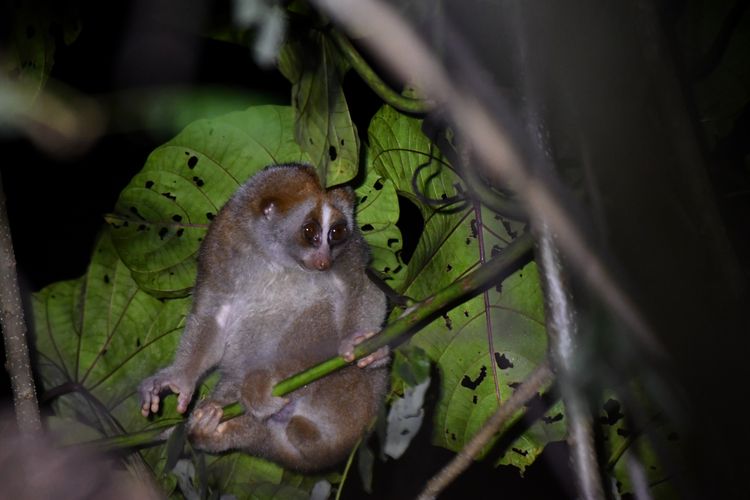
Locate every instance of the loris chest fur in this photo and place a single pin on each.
(281, 286)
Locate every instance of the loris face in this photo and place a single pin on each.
(301, 222)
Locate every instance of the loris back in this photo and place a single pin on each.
(281, 286)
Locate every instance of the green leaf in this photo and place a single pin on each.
(377, 214)
(489, 344)
(162, 215)
(323, 126)
(102, 335)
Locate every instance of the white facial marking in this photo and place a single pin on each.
(326, 221)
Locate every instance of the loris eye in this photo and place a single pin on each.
(337, 234)
(311, 233)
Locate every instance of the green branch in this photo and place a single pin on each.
(498, 268)
(509, 260)
(391, 97)
(153, 436)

**What the task asks:**
Copy the material verbatim, starting at the line with "Locate every instance of the green branch" and continuing through its final line, with both of those lines included.

**Complete answer:**
Locate every instance of the green branch in this photo and place a single pin on each.
(498, 268)
(509, 260)
(391, 97)
(153, 436)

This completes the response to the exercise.